▶ Activity: Restate the entries below word for word, leaving nothing out.

(Natural language region descriptions)
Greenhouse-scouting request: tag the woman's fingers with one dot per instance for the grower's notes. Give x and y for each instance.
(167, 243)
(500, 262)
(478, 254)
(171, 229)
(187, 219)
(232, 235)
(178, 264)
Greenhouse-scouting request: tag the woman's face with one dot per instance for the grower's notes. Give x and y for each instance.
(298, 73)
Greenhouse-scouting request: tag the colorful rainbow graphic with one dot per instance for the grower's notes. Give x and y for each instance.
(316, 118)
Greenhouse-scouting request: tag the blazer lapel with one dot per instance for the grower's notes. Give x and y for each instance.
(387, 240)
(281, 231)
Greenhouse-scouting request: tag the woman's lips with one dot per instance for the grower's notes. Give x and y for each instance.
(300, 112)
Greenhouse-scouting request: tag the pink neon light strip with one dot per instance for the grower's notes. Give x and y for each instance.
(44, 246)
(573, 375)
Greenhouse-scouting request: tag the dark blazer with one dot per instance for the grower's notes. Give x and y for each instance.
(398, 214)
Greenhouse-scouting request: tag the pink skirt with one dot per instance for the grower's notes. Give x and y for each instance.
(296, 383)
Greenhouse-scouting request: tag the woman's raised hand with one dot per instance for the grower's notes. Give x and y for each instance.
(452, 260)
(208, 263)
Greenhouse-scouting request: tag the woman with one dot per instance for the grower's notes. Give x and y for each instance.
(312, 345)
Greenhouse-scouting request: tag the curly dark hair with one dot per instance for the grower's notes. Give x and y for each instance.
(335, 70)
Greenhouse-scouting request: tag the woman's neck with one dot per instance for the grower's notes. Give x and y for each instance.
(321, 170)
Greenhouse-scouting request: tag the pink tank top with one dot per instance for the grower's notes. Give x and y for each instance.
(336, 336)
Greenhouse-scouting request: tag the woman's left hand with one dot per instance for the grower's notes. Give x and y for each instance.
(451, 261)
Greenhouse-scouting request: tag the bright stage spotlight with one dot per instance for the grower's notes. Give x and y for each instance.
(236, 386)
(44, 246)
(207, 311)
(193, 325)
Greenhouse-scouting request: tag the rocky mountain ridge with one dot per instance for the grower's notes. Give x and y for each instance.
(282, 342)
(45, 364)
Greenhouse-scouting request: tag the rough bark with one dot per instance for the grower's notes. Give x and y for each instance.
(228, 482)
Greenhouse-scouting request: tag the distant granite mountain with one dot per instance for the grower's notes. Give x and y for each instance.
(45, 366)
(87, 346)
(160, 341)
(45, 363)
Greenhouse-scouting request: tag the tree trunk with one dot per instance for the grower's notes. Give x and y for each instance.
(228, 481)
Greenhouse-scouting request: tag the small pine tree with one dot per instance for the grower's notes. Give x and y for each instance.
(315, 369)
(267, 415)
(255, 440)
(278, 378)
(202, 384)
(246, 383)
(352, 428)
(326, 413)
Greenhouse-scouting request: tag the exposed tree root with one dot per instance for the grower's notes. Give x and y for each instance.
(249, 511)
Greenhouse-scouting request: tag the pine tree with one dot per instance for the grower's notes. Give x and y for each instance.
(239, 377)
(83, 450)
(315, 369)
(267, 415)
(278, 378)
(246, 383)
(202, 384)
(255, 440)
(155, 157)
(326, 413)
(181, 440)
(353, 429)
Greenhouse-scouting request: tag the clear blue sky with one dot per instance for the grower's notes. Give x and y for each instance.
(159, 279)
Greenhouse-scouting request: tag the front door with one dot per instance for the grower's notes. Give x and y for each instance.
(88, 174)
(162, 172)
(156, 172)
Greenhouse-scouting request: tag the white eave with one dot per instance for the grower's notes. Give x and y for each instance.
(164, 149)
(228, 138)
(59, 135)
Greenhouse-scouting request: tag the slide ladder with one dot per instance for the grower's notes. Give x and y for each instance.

▶ Your response:
Greenhouse-scouting request: tag the woman's fingers with one dot per instance for the grower's notes. Give x and y for each instance.
(167, 243)
(500, 262)
(478, 254)
(171, 229)
(187, 219)
(232, 235)
(178, 264)
Greenhouse-scouting request: tag the woman's face with one dot per instance for the grower's notes. Give x and y for each instance.
(298, 73)
Greenhouse-scouting request: tag the colorful rainbow graphic with one dot per instance for the grower's notes. Give x and y for each instance.
(316, 118)
Greenhouse-scouting request: tag the blazer lapel with one dot per instance for the grower's notes. Give x and y for each instance.
(387, 240)
(281, 231)
Greenhouse-scouting request: tag the woman's lips with one dot per instance for the grower's notes. Give x and y for each instance.
(300, 112)
Greenhouse-scouting request: tag the pink neon light strip with one dot per instance for the grower's notes. Give x and y for each instance.
(44, 246)
(573, 375)
Greenhouse-scouting request: tag the dark blazer with one dot per instance for the grower's notes. Give x and y for each instance.
(398, 214)
Greenhouse-scouting request: tag the pink skirt with one dot per instance for the grower's notes. Give x and y for each instance.
(296, 383)
Greenhouse-scouting request: tag the woman's raised hand with one dot per instance for the grower's notes. Give x and y for each instance.
(452, 260)
(208, 263)
Greenhouse-scouting request: tag the woman with one dot per instance for the grower's notes. Give x and y for each instance.
(312, 345)
Greenhouse-scouting request: tag the curly dark hair with one dot per instance for the grower's notes. Give x and y for each instance.
(335, 70)
Greenhouse-scouting request: tag the woman's neck with one dot per instance for the grower's notes. Give x and y for each instance.
(321, 170)
Greenhouse-scouting request: tag the pink tank top with one dot per instance for the grower's notes. Give x and y for each instance.
(336, 336)
Greenhouse-scouting request: tag the woman's left hand with one dot per instance for the grower's notes. Give x and y for each instance.
(451, 261)
Greenhouse-scouting request: tag the bright stage spotlight with one dot per instance for the grower's notes. Give x and y for each instance.
(236, 386)
(44, 246)
(207, 311)
(193, 325)
Greenhouse-scouting request: tag the rocky mountain ridge with one dot per instance for the grower's notes. Give x and y for each instance.
(282, 342)
(45, 364)
Greenhouse-scouting request: tag the rough bark with one dot per instance for the grower's notes. Give x and y for each instance.
(228, 482)
Greenhouse-scouting request: tag the distant granite mountain with one dot per instance for the grower's notes. Give x and y for each instance.
(45, 366)
(87, 346)
(160, 341)
(45, 363)
Greenhouse-scouting request: tag the tree trunk with one dot per instance for the grower's notes. Give x and y for each instance.
(228, 481)
Greenhouse-scouting request: tag the small pine tree with one dot per instance for the grower's notes. Give x and y for each instance.
(315, 369)
(267, 415)
(255, 440)
(278, 378)
(202, 384)
(246, 383)
(352, 428)
(326, 413)
Greenhouse-scouting request: tag the exposed tree root with one dot per instance for the grower's notes. Give x and y for each instance.
(249, 511)
Greenhouse-scouting request: tag the pine tree with one dot per instance for the grower's notes. Give x and y for each instance.
(239, 377)
(83, 450)
(315, 369)
(267, 415)
(278, 378)
(246, 383)
(202, 384)
(255, 440)
(155, 157)
(326, 413)
(181, 440)
(353, 429)
Greenhouse-scouting request: tag the clear blue sky with one dot per instance for the grower's notes. Give x and y for each instance.
(159, 279)
Greenhouse-scouting request: tag the front door with one dot per instance for the grower's notes. Give x and y for each instance.
(88, 174)
(162, 172)
(156, 172)
Greenhouse-scouting request: tag the white eave with one dot per instance for the grower's notes. Give x and y for each instance.
(164, 149)
(228, 138)
(59, 135)
Greenhouse-scouting request: tag the slide ladder with one dot per instance for the grower's notes. Give x and y for each instance.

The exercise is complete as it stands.